__Exercice A__: Reproduisez fidèlement le passage de l'extrait choisi qui commence par « Croyez-vous que la » et se poursuit jusqu'à « exigences inconnues hier? ».
__Exercice B__: D'après l'extrait choisi, dans quels lieux l'artiste paysagiste s'en va-t-il peindre ?

__Extrait choisi__:
================================
Remarquons encore d'autres choses.

Croyez-vous que la science, qui introduit journellement dans les cerveaux de nouvelles idées, n'agit pas sur nos préoccupations journalières et n'en change pas le cours habituel? Croyez-vous qu'elle n'y développe pas des exigences inconnues hier?

Et, à côté du savant, il y a le monde des arts. Croyez-vous qu'il ne vous pousse pas aussi, celui-là; qu'il n'influe pas sur la tournure de vos sentiments? Prenons le peintre; restreignons-nous encore et ne considérons que le paysagiste. L'artiste qui s'en va peindre dans la forêt de Fontainebleau, puis en Italie, puis en Espagne, puis en Orient, et qui rapporte des impressions peintes, que la foule interroge, admire ou couvre d'or, croyez-vous qu'il n'intercale pas dans votre existence des facteurs qui commencent à y prendre la place de simples curiosités et qui deviennent successivement des conseils, des guides et des tyrans.
================================
Entrées pour l'annotation par cadres de délimitation
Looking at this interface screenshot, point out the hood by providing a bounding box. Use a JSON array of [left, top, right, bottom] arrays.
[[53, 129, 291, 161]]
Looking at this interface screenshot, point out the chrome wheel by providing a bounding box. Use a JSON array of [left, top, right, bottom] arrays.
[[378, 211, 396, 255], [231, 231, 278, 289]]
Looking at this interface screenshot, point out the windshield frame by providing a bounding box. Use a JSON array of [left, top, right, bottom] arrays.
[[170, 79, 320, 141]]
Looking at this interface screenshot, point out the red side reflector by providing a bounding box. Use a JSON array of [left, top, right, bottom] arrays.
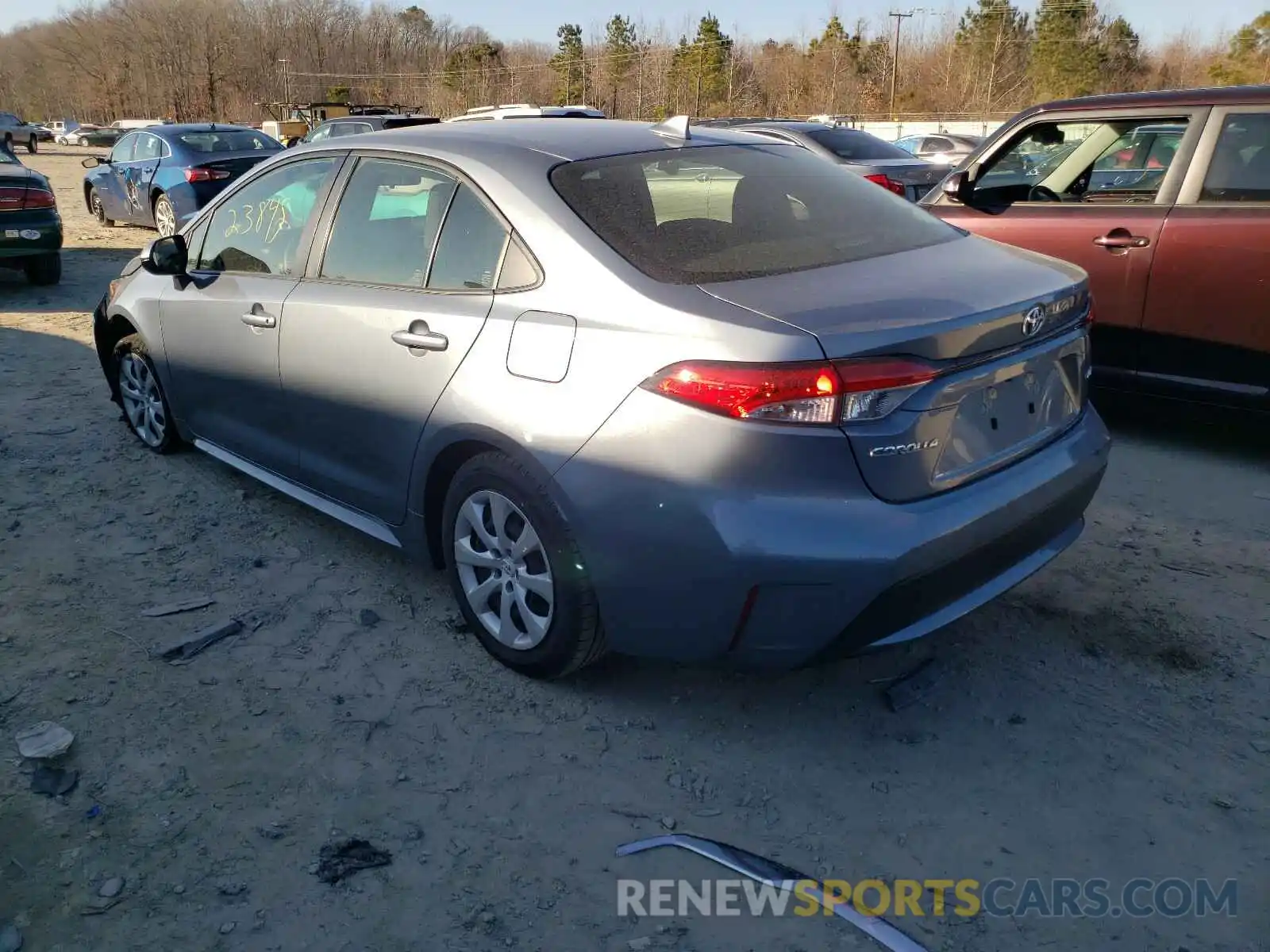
[[640, 357, 938, 425], [865, 174, 904, 198], [644, 360, 842, 423], [833, 358, 938, 393]]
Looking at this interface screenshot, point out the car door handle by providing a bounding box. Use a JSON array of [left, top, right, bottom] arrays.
[[241, 311, 278, 330], [392, 332, 449, 351], [1094, 228, 1151, 250]]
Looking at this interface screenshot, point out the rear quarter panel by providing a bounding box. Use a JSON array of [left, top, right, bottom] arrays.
[[411, 143, 823, 512]]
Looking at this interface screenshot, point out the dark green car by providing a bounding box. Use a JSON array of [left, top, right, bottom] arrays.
[[0, 146, 62, 284]]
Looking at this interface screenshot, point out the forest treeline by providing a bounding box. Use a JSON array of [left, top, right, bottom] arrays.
[[0, 0, 1270, 122]]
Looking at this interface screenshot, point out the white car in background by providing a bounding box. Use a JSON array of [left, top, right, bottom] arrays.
[[53, 122, 102, 146]]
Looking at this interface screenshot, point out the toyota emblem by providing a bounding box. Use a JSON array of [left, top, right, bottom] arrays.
[[1024, 305, 1045, 338]]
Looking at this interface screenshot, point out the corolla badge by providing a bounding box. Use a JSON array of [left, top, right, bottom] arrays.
[[868, 440, 940, 457], [1024, 305, 1045, 338]]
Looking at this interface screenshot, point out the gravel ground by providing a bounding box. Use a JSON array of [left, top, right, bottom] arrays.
[[0, 150, 1270, 952]]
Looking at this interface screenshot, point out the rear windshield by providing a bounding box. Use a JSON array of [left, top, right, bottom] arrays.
[[806, 129, 913, 163], [178, 129, 282, 152], [551, 144, 961, 284]]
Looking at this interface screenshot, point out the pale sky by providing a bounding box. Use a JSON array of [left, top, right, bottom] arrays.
[[0, 0, 1270, 43]]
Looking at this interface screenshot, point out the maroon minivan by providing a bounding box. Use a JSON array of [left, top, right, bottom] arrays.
[[922, 86, 1270, 410]]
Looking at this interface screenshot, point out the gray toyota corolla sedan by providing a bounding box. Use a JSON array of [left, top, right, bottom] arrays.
[[95, 119, 1109, 677]]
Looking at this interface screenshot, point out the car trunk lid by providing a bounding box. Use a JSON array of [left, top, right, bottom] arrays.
[[701, 239, 1088, 503]]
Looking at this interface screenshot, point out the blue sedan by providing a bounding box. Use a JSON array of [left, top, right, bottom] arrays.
[[84, 123, 283, 235]]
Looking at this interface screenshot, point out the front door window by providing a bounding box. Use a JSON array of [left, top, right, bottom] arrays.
[[972, 118, 1187, 205]]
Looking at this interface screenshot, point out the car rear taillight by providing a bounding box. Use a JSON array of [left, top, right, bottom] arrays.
[[186, 167, 233, 182], [865, 173, 904, 198], [640, 358, 938, 427], [0, 186, 57, 212], [834, 358, 938, 423]]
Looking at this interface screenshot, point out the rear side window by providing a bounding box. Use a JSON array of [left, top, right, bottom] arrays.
[[178, 129, 282, 152], [1199, 113, 1270, 202], [551, 144, 960, 284]]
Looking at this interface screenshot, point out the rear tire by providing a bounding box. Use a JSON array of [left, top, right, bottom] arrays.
[[21, 251, 62, 286], [154, 194, 178, 237], [442, 451, 607, 679]]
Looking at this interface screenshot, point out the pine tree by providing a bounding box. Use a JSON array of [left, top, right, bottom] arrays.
[[551, 23, 587, 106], [1029, 0, 1103, 100], [1099, 17, 1147, 93], [605, 14, 639, 118], [956, 0, 1031, 112], [806, 14, 860, 113], [1209, 10, 1270, 86], [669, 13, 732, 116]]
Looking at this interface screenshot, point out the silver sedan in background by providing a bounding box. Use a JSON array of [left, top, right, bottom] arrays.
[[895, 132, 983, 167], [94, 119, 1109, 678], [730, 119, 948, 202]]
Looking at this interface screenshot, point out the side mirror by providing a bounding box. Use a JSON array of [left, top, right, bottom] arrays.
[[142, 235, 189, 274], [940, 171, 970, 202]]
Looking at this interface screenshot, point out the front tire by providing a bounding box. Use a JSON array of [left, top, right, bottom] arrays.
[[87, 186, 114, 228], [154, 195, 176, 237], [442, 452, 606, 679], [113, 334, 180, 453], [21, 251, 62, 287]]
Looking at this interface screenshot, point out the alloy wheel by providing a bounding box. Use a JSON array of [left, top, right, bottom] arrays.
[[155, 198, 176, 237], [119, 354, 167, 447], [455, 490, 555, 651]]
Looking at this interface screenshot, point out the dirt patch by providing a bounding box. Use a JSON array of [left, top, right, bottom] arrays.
[[0, 154, 1270, 952]]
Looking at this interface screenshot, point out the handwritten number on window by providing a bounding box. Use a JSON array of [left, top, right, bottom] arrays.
[[225, 198, 291, 245]]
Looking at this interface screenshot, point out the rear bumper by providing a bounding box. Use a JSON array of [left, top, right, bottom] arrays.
[[0, 209, 62, 259], [556, 392, 1110, 666]]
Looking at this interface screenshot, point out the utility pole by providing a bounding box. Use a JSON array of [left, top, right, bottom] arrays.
[[692, 46, 706, 117], [887, 13, 913, 122]]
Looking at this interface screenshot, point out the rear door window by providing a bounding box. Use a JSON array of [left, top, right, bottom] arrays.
[[1199, 113, 1270, 203], [551, 144, 961, 284], [428, 186, 508, 290], [321, 159, 457, 288]]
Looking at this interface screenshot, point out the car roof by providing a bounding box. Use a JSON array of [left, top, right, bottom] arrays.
[[333, 118, 772, 161], [148, 122, 258, 138], [1024, 85, 1270, 116], [733, 119, 853, 136]]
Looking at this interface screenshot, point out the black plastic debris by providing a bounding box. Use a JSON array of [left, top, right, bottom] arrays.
[[887, 658, 944, 711], [316, 836, 392, 884], [159, 618, 243, 662], [30, 766, 79, 797]]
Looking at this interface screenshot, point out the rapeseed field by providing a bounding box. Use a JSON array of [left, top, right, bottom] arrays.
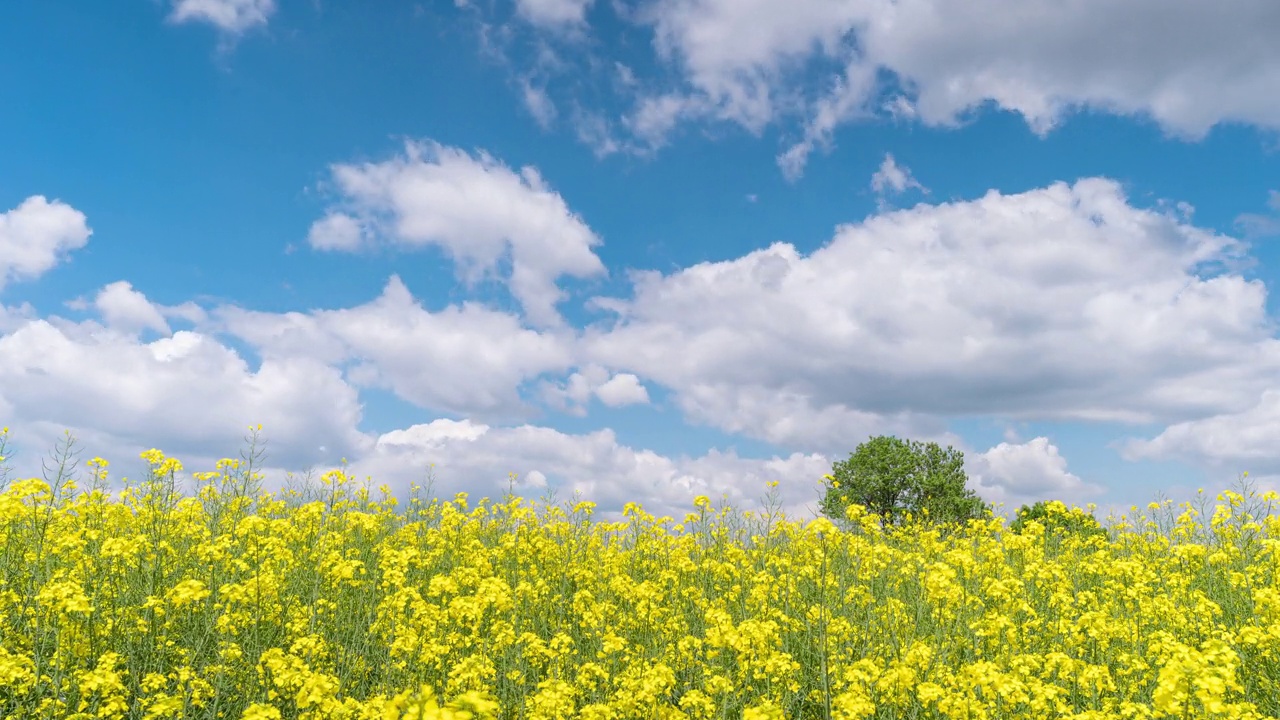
================================
__Réponse complète A__:
Croyez-vous que la science, qui introduit journellement dans les cerveaux de nouvelles idées, n'agit pas sur nos préoccupations journalières et n'en change pas le cours habituel? Croyez-vous qu'elle n'y développe pas des exigences inconnues hier?

__Réponse complète B__: Dans la forêt de Fontainebleau, puis en Italie, puis en Espagne, puis en Orient.